§ Excerpted passage:
============

Battle of Dresden - at Enfilade 2019

Battle of Dresden

This Napoleonic battle of 1813, was the second largest of the wars.  Our developing ‘big-battle’ rules is specifically designed to play these massive affairs but even these are challenged by the size.  However, the Allied command conveniently did not utilize large portions of their numbers and to fit it comfortably into a single game session with a convention table restriction and time restraints, I reduced the element numbers by some third.

As with the dedicated group enjoying these rules, the players each painted up their own command with a common basing which really helps with the look of the game increasing its ‘visual continuity’.  We had DaveB with his commands of Mortier (the French Imperial Guard foot) and Ney (the Young Guard), St. Cyr by James, all the Austrians done and commanded by Seth and the remainder filled in by myself.
viewing from the index area of the above map
The Prussian commander moving his heavy horse toward Dresden and the awaiting French. Later in the battle he would be reversing course!  While not strong, apparently the French artillery did sterling work.  
Overview- looking from the opposite westward view with Dresden on the right, the Allies to the left and the Great Garden (Grosse Garten) the landmark area of this battle made from a piece of hardboard for playability.

============

§ Records provided:
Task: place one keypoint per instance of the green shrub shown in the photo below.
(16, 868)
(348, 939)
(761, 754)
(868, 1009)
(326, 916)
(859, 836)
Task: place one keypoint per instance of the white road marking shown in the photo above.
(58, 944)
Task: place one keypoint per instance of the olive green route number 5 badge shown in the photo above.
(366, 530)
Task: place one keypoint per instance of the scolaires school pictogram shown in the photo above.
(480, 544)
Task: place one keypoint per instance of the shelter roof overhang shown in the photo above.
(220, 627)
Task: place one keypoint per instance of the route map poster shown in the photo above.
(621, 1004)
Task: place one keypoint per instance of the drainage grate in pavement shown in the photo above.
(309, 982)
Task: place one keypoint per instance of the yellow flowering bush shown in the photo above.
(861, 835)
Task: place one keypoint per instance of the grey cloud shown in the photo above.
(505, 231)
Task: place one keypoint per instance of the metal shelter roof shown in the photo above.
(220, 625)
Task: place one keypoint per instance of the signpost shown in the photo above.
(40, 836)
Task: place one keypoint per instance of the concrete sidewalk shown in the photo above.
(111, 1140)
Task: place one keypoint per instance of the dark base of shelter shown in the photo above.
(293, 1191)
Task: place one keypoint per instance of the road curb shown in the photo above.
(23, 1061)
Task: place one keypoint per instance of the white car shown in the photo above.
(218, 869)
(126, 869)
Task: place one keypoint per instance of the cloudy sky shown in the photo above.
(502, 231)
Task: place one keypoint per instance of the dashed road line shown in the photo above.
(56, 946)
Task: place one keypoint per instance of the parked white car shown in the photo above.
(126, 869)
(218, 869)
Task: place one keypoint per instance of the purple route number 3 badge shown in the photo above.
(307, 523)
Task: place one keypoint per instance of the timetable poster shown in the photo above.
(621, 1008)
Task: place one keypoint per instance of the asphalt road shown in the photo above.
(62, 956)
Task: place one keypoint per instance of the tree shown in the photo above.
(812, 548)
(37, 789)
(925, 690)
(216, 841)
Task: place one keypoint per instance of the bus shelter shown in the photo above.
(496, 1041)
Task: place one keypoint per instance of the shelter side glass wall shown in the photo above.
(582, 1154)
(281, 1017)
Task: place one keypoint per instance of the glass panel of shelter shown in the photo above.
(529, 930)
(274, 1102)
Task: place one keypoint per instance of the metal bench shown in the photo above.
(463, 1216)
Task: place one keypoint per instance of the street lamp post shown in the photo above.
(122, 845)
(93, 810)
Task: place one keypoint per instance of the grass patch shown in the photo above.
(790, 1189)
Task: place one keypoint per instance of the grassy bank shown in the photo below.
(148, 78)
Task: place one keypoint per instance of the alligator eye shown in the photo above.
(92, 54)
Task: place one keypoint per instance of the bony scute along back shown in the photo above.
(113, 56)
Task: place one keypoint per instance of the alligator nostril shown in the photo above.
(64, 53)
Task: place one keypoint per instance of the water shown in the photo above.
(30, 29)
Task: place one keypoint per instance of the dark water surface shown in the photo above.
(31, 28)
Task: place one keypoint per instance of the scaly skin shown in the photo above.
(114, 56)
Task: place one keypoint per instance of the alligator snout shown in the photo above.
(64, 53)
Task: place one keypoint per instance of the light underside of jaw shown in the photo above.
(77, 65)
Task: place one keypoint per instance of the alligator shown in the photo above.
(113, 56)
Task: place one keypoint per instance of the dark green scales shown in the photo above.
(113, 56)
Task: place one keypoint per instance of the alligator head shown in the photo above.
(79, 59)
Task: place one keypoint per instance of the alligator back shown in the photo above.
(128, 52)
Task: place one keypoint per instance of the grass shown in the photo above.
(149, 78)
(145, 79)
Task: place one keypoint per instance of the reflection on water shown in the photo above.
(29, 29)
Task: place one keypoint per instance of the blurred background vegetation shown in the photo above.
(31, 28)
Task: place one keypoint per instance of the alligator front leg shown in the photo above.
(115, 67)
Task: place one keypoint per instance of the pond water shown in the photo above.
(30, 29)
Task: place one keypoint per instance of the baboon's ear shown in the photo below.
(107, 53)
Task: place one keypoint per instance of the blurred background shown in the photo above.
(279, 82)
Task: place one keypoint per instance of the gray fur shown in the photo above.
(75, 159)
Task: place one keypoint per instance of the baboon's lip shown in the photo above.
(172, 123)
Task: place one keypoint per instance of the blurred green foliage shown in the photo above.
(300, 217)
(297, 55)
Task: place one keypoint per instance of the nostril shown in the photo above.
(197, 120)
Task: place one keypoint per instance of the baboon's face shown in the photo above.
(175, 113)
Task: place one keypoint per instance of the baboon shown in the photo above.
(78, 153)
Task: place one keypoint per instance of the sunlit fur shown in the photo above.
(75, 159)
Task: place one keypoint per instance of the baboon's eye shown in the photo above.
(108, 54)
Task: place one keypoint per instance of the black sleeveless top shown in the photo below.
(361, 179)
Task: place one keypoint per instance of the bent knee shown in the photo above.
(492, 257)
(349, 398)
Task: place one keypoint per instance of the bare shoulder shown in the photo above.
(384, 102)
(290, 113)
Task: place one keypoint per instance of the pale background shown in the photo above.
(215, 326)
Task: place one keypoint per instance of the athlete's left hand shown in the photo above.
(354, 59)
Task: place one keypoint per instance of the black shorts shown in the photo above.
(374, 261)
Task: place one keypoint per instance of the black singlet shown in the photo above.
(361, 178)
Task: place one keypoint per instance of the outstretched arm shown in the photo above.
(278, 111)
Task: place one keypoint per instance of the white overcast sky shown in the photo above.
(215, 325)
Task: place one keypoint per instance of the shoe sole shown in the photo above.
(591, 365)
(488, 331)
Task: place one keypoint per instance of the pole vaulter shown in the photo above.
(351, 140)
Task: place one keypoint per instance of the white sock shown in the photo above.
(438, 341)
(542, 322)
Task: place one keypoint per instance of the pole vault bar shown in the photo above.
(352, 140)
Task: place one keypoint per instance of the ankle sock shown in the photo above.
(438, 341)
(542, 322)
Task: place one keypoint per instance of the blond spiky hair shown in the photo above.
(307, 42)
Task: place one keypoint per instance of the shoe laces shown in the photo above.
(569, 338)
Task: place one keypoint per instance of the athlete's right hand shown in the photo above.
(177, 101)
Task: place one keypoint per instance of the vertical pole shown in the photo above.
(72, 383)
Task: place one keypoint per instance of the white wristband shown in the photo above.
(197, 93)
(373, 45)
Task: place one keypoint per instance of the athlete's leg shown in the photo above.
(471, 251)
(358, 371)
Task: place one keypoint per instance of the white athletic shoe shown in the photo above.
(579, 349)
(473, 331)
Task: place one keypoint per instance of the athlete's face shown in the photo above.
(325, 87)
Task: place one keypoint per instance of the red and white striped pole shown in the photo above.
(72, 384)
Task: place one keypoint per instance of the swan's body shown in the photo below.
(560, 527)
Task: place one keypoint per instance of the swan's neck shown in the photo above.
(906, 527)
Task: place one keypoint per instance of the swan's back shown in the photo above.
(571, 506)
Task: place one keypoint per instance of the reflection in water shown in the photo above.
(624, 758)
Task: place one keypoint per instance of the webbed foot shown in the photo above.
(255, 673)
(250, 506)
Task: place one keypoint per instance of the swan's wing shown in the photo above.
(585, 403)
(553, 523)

============

§ Requirements:
a) Repeat the Dresden game report from "Overview- looking from" to "hardboard for playability.", substituting "plywood" for "hardboard".
b) Answer these questions from the Dresden game report.
(i) In what year was the Battle of Dresden fought?
(ii) Who painted and commanded all the Austrians?
(iii) What was the Great Garden made from?
Answer from the Dresden game report alone, without drawing on the data.

§ Responses to the tasks:
a)
Overview- looking from the opposite westward view with Dresden on the right, the Allies to the left and the Great Garden (Grosse Garten) the landmark area of this battle made from a piece of plywood for playability.

b)
(i) 1813
(ii) Seth
(iii) A piece of hardboard